Brief: Copy out every line of the rows below word for word, omitting the pictures.

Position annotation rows
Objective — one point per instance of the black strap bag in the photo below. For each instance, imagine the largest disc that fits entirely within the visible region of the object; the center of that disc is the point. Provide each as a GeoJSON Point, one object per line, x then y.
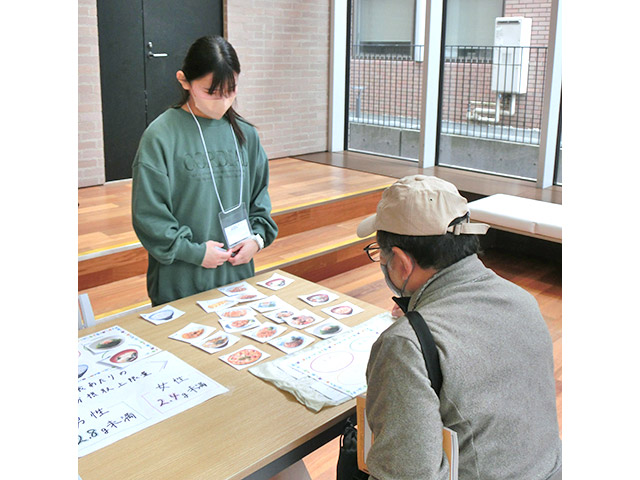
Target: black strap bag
{"type": "Point", "coordinates": [347, 468]}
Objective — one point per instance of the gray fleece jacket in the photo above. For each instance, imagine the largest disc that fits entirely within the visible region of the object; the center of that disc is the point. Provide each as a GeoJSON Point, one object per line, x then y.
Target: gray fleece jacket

Expected answer:
Objective — one point per instance of the black strap bag in the photo below. For each instance, imagine the largest disc that fits entirely within the visible region of the object; the center of that disc is the point. Provide each as a GeoJSON Point, one object per line, x then y.
Target: black strap bag
{"type": "Point", "coordinates": [347, 468]}
Objective — one point per instance of the gray fleece jacket in the photo above. For each instance, imagine the largest disc that fits entirely within the visible region of the object; the center of that disc is the point. Provide each as a GeoJSON Point, one object per line, x then y.
Target: gray fleece jacket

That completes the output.